Try it: Retype every record exactly as it appears.

Collected data:
*** Begin section ***
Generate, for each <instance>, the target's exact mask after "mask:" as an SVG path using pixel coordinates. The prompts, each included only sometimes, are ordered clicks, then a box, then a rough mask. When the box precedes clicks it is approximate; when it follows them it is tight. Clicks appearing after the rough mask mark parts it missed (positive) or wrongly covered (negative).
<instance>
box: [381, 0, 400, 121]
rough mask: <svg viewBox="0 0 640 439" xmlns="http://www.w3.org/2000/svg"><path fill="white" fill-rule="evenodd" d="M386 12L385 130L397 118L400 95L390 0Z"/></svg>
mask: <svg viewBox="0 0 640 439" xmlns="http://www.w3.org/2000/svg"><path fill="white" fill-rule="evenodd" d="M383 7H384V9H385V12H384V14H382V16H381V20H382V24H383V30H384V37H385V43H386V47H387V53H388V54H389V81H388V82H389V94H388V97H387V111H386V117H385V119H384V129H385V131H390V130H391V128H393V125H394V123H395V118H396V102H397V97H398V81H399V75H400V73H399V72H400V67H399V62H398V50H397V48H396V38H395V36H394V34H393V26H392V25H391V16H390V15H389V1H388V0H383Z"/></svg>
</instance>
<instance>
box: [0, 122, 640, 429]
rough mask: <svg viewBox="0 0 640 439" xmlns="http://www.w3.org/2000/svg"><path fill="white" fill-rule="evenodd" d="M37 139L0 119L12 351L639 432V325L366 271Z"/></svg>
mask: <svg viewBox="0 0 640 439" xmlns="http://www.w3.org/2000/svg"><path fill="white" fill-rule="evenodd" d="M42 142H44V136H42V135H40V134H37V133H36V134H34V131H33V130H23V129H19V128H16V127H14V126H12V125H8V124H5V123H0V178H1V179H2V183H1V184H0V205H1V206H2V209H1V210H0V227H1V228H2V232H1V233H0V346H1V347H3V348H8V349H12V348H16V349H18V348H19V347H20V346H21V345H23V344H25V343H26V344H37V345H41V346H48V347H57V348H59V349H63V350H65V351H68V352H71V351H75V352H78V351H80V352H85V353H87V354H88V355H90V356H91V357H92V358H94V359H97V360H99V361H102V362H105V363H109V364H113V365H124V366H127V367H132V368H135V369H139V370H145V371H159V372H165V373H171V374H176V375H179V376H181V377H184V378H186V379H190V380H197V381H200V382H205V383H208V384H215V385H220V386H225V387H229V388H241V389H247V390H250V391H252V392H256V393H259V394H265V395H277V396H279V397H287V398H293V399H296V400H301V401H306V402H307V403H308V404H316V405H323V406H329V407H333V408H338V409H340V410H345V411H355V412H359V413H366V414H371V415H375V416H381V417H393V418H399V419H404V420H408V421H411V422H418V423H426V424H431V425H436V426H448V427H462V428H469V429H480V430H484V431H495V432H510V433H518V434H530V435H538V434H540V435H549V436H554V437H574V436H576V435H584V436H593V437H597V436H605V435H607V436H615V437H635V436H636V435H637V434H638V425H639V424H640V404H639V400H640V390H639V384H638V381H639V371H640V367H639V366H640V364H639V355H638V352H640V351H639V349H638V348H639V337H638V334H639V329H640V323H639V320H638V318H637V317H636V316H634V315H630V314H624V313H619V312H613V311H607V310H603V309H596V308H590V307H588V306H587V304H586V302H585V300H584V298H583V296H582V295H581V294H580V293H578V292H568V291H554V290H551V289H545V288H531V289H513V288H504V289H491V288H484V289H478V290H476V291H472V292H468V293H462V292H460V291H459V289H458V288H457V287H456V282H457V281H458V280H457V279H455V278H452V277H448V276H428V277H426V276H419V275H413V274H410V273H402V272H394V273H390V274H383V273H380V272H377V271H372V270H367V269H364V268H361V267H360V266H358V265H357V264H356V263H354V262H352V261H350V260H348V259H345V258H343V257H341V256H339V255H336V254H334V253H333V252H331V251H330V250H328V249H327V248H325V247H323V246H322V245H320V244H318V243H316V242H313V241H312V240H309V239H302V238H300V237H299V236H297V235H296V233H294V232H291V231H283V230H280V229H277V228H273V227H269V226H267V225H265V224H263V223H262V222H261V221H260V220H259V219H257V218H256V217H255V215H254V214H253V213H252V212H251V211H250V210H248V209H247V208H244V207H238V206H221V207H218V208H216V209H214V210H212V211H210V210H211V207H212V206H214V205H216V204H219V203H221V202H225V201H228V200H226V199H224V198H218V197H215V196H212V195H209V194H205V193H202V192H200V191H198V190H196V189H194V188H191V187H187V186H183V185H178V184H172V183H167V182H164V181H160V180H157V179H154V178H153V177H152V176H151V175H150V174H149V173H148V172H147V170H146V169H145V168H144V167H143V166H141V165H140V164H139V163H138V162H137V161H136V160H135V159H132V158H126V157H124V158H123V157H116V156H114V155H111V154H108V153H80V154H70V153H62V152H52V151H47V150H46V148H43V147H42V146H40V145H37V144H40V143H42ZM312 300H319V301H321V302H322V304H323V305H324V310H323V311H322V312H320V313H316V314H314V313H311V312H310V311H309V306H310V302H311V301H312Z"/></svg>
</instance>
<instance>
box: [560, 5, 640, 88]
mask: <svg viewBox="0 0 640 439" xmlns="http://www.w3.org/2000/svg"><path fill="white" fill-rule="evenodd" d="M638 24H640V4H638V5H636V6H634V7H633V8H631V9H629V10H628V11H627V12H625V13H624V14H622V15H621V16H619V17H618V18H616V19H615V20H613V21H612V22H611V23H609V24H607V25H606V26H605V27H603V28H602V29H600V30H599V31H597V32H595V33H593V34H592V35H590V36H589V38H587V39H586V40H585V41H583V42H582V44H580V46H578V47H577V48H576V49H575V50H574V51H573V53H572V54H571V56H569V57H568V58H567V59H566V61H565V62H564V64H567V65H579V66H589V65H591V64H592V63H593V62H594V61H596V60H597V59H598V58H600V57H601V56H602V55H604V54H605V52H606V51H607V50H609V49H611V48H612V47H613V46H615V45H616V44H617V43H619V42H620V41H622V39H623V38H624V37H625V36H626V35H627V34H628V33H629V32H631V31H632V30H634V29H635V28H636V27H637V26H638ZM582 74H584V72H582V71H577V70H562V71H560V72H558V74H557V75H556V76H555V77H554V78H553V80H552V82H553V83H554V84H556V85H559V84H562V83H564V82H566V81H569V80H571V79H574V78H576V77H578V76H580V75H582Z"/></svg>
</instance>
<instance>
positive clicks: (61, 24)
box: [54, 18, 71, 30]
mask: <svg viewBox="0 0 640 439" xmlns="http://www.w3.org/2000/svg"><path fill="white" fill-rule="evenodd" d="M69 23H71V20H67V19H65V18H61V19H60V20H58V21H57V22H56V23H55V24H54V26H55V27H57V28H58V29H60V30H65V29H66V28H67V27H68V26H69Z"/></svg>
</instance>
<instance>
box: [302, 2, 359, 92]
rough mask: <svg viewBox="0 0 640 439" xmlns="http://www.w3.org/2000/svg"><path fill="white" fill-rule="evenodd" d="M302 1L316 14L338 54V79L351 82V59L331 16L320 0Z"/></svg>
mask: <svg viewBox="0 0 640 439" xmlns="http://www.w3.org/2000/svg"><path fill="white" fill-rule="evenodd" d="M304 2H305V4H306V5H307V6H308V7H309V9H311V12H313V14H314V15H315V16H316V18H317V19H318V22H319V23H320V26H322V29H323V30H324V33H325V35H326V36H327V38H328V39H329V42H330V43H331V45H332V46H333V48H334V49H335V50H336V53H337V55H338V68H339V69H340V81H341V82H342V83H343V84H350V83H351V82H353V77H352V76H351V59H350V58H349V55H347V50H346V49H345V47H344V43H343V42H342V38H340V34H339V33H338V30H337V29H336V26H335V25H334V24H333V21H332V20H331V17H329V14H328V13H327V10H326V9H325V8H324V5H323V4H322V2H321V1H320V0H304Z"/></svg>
*** End section ***
Solution:
Generate, for each <instance>, the target's exact mask after "mask:" as an SVG path using pixel coordinates. The prompts, each included only sometimes, are ordered clicks, then a box, then a rough mask. When the box precedes clicks it is approximate; when it follows them it is tight. Clicks appearing after the rough mask mark parts it missed (positive) or wrongly covered (negative).
<instance>
box: [381, 0, 400, 121]
rough mask: <svg viewBox="0 0 640 439" xmlns="http://www.w3.org/2000/svg"><path fill="white" fill-rule="evenodd" d="M386 12L385 130L397 118L400 95L390 0Z"/></svg>
mask: <svg viewBox="0 0 640 439" xmlns="http://www.w3.org/2000/svg"><path fill="white" fill-rule="evenodd" d="M383 7H384V9H385V12H384V14H382V16H381V20H382V24H383V30H384V37H385V43H386V47H387V53H388V54H389V81H388V82H389V94H388V97H387V111H386V117H385V119H384V129H385V131H390V130H391V128H393V125H394V123H395V118H396V102H397V97H398V81H399V75H400V73H399V72H400V67H399V62H398V50H397V48H396V38H395V36H394V34H393V26H392V25H391V16H390V15H389V1H388V0H383Z"/></svg>
</instance>
<instance>
box: [0, 122, 640, 429]
rough mask: <svg viewBox="0 0 640 439" xmlns="http://www.w3.org/2000/svg"><path fill="white" fill-rule="evenodd" d="M37 139L0 119L12 351L639 432V325L366 271Z"/></svg>
mask: <svg viewBox="0 0 640 439" xmlns="http://www.w3.org/2000/svg"><path fill="white" fill-rule="evenodd" d="M42 142H44V136H42V135H40V134H37V133H36V134H34V131H33V130H23V129H19V128H16V127H14V126H12V125H8V124H5V123H0V178H1V179H2V183H1V184H0V205H1V206H2V209H1V210H0V227H1V228H2V232H1V233H0V346H1V347H3V348H8V349H12V348H16V349H18V348H19V347H20V346H21V345H23V344H25V343H26V344H37V345H41V346H48V347H57V348H59V349H63V350H65V351H68V352H71V351H75V352H78V351H80V352H85V353H87V354H88V355H90V356H91V357H92V358H94V359H97V360H99V361H102V362H105V363H109V364H113V365H124V366H127V367H132V368H135V369H139V370H145V371H159V372H165V373H171V374H176V375H179V376H181V377H184V378H186V379H190V380H197V381H200V382H205V383H208V384H215V385H220V386H225V387H229V388H241V389H247V390H250V391H252V392H256V393H259V394H265V395H277V396H279V397H287V398H293V399H296V400H301V401H306V402H307V403H308V404H316V405H323V406H329V407H333V408H338V409H340V410H345V411H355V412H359V413H366V414H371V415H375V416H381V417H393V418H399V419H404V420H408V421H411V422H418V423H426V424H431V425H436V426H448V427H462V428H469V429H480V430H484V431H495V432H510V433H518V434H530V435H538V434H540V435H549V436H554V437H574V436H576V435H584V436H593V437H597V436H605V435H607V436H615V437H635V436H636V435H637V434H638V425H639V424H640V404H639V400H640V390H639V384H638V381H639V371H640V367H639V366H640V364H639V355H638V352H640V351H639V349H638V348H639V337H638V334H639V329H640V323H639V320H638V318H637V317H636V316H634V315H630V314H624V313H619V312H613V311H607V310H603V309H596V308H590V307H588V306H587V304H586V302H585V300H584V298H583V296H582V295H581V294H580V293H578V292H568V291H554V290H551V289H545V288H531V289H513V288H504V289H491V288H484V289H478V290H476V291H472V292H468V293H462V292H460V291H459V289H458V288H457V287H456V282H457V281H458V280H457V279H455V278H452V277H448V276H428V277H426V276H419V275H413V274H410V273H402V272H394V273H390V274H383V273H380V272H377V271H372V270H367V269H364V268H361V267H360V266H358V265H357V264H356V263H354V262H352V261H350V260H348V259H345V258H343V257H341V256H339V255H336V254H334V253H333V252H331V251H330V250H328V249H327V248H325V247H323V246H322V245H320V244H318V243H316V242H313V241H312V240H309V239H302V238H300V237H299V236H297V235H296V233H294V232H291V231H283V230H280V229H277V228H273V227H269V226H267V225H265V224H263V223H262V222H261V221H260V220H259V219H257V218H256V217H255V215H254V214H253V213H252V212H251V211H250V210H248V209H247V208H244V207H238V206H221V207H218V208H216V209H214V210H212V211H210V210H211V207H212V206H214V205H216V204H219V203H221V202H225V201H228V200H226V199H224V198H218V197H215V196H212V195H209V194H205V193H202V192H200V191H198V190H196V189H194V188H191V187H187V186H183V185H178V184H172V183H167V182H164V181H160V180H157V179H154V178H153V177H152V176H151V175H150V174H149V173H148V172H147V170H146V169H145V168H144V167H143V166H141V165H140V164H139V163H138V162H137V161H136V160H135V159H132V158H126V157H124V158H123V157H116V156H114V155H111V154H108V153H80V154H70V153H62V152H52V151H47V150H46V148H43V147H42V146H40V145H37V144H40V143H42ZM312 300H319V301H321V302H322V304H323V305H324V310H323V311H322V312H320V313H316V314H314V313H311V312H310V311H309V306H310V302H311V301H312Z"/></svg>
</instance>
<instance>
box: [560, 5, 640, 88]
mask: <svg viewBox="0 0 640 439" xmlns="http://www.w3.org/2000/svg"><path fill="white" fill-rule="evenodd" d="M638 24H640V4H638V5H636V6H634V7H633V8H631V9H629V10H628V11H627V12H625V13H624V14H622V15H621V16H619V17H618V18H616V19H615V20H613V21H612V22H611V23H609V24H607V25H606V26H605V27H603V28H602V29H600V30H599V31H597V32H595V33H593V34H592V35H590V36H589V38H587V39H586V40H585V41H583V42H582V44H580V46H578V47H577V48H576V49H575V50H574V51H573V53H572V54H571V56H569V57H568V58H567V59H566V61H565V62H564V64H567V65H579V66H589V65H591V64H592V63H593V62H594V61H596V60H597V59H598V58H600V57H601V56H602V55H604V54H605V52H606V51H607V50H609V49H611V48H612V47H613V46H615V45H616V44H617V43H619V42H620V41H622V39H623V38H624V37H625V36H626V35H627V34H628V33H629V32H631V31H632V30H634V29H635V28H636V27H637V26H638ZM582 74H584V72H582V71H577V70H562V71H560V72H558V74H557V75H556V76H555V77H554V78H553V80H552V82H553V83H554V84H556V85H559V84H562V83H564V82H566V81H569V80H571V79H574V78H576V77H578V76H580V75H582Z"/></svg>
</instance>
<instance>
positive clicks: (61, 24)
box: [54, 18, 71, 30]
mask: <svg viewBox="0 0 640 439" xmlns="http://www.w3.org/2000/svg"><path fill="white" fill-rule="evenodd" d="M69 23H71V20H67V19H65V18H61V19H60V20H58V21H57V22H56V23H55V24H54V26H55V27H57V28H58V29H60V30H65V29H66V28H67V27H68V26H69Z"/></svg>
</instance>
<instance>
box: [302, 2, 359, 92]
rough mask: <svg viewBox="0 0 640 439" xmlns="http://www.w3.org/2000/svg"><path fill="white" fill-rule="evenodd" d="M302 1L316 14L338 54V79L351 82V59L331 16L320 0Z"/></svg>
mask: <svg viewBox="0 0 640 439" xmlns="http://www.w3.org/2000/svg"><path fill="white" fill-rule="evenodd" d="M304 2H305V4H306V5H307V6H308V7H309V9H311V12H313V14H314V15H315V16H316V18H317V19H318V22H319V23H320V26H322V29H323V30H324V33H325V35H326V36H327V38H328V39H329V42H330V43H331V45H332V46H333V48H334V49H335V50H336V53H337V55H338V68H339V69H340V81H341V82H342V83H343V84H350V83H351V82H353V77H352V76H351V59H350V58H349V55H347V50H346V49H345V47H344V43H343V42H342V38H340V34H339V33H338V30H337V29H336V26H335V25H334V24H333V21H332V20H331V17H329V14H328V13H327V10H326V9H325V8H324V5H323V4H322V2H321V1H320V0H304Z"/></svg>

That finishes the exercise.